Em meio ao crescimento das bets nos últimos anos e enquanto o governo finaliza a regulamentação das casas de apostas no país, a procura por atendimento para tratar o vício em jogos online quase dobrou neste ano. Segundo dados do Ministério da Saúde, a rede pública realizou 2.406 atendimentos só até julho. Em todo o ano passado, tinham sido 1.290 atendimentos. O número deste ano ainda é 186% maior do que a procura em 2022.
Acontece que esses números devem ser ainda maiores. Isso porque, segundo especialistas, ainda há uma grande subnotificação desses casos. Um estudo recente sobre o impacto dos jogos de azar no mundo, publicado pela revista The Lancet, aponta que mais de 8% da população mundial já apresenta alguns sinais de vício e 1,4% está doente. Proporcionalmente, isso significaria três milhões de brasileiros adoecidos por causa do vício em apostas online. O número pode ser ainda maior porque o Brasil agora figura no topo do ranking de países com mais acessos a plataformas de apostas.
Rodrigo Machado, psiquiatra do Hospital das Clínicas de São Paulo, compõe o grupo criado para tratar transtornos do impulso e tem percebido uma procura cada vez maior. Ele diz que é preciso ampliar a rede de atendimento na saúde pública. Isso porque, apesar de ser um centro especializado que deveria receber casos mais graves, o hospital das clínicas tem sido porta de entrada para muitos pacientes. A lista de espera por lá já chegou a oito meses. Rodrigo diz que recebe pessoas de vários estados do país. E percebe que a grande maioria é jovem, inclusive adolescente. Muitos já deprimidos.

Enunciado da tarefa: Dê continuidade ao texto sobre o vício em apostas online, começando logo após a última frase.

Dados de apontamento por expressão referencial
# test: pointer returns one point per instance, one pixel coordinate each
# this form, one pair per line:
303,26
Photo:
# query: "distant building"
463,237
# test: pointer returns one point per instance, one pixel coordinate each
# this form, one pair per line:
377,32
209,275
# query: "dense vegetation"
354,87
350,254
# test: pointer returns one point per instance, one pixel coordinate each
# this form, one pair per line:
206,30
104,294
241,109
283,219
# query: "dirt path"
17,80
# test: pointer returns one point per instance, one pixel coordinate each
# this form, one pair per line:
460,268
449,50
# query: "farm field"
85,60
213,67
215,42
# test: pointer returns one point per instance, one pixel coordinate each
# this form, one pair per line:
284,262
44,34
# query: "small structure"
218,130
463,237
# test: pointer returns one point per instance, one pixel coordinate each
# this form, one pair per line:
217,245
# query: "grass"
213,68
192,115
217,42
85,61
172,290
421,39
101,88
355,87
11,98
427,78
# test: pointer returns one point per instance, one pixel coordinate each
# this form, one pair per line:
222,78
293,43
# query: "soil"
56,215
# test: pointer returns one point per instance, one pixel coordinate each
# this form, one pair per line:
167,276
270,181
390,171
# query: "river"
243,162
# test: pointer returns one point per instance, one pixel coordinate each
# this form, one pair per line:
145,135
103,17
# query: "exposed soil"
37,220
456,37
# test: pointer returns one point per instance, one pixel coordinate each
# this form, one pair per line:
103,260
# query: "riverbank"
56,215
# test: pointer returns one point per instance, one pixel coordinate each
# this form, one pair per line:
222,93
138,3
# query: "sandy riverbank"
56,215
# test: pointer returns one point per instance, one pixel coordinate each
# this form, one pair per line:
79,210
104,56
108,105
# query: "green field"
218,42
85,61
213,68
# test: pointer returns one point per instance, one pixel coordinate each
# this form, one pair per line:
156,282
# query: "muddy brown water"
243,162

Espaço para resposta:
“Muitas vezes adolescentes chegando, porque usaram cartão de crédito dos pais para apostar, um perfil totalmente diferente do que a gente via no passado, de pessoas que já tava em meia-idade. Percepção de perda controle na prática, planejava fazer só uma fezinha, uma aposta ali, perdi, perdi tudo que eu tinha na semana e percepção de prejuízos funcionais, ou seja, minha vida precisa estar com pilares fundamentais atravancados, atrapalhados. A consequência direta mais óbvia são dívidas, mas eu posso ter minha queda no rendimento do trabalho, laços familiares que são estremecidos e abalados, vínculos sociais, vínculos acadêmicos”
João Rosendo conseguiu largar o vício, mas perdeu muito dinheiro antes disso. Em poucos meses, gastou a reserva que tinha e se endividou com o uso do cartão de crédito – perdeu 20 mil reais. Precisou vender o carro pra pagar metade da dívida.
“Eu acabei conhecendo a época dos casinos. Nessa época, eu já não sabia mais o que era coisa real com coisa irreal, o que eu queria era tá jogando. Eu já não sabia mais o que eu tava fazendo da minha vida. Porque? Eu tava tomando esses prejuízos excessivos, eu já não tinha mais vida social, meu serviço já não rendia a mesma coisa. Acordava e dormia pensando em aposta. E quando começou a vir cobranças, quando eu via a fatura de cartão enorme, eu não sabia mais o que fazer. E eu comecei a não dormir direito de noite pensando naquilo, só que não conseguindo largar as casas de aposta”
Desde que as discussões em torno da regulamentação dos jogos começaram, a procura por tratamento no hospital das clínicas, em São Paulo, aumentou quatro vezes. Por isso, especialistas defendem regras mais duras para combater o vício. Em nota, o Ministério da Saúde afirmou que tem adotado medidas de prevenção, como a qualificação dos profissionais que atendem na rede primária. A pasta diz que, desde 2023, ampliou a rede de assistência em saúde mental, responsável por um a cada oito atendimentos feitos nas unidades básicas de saúde.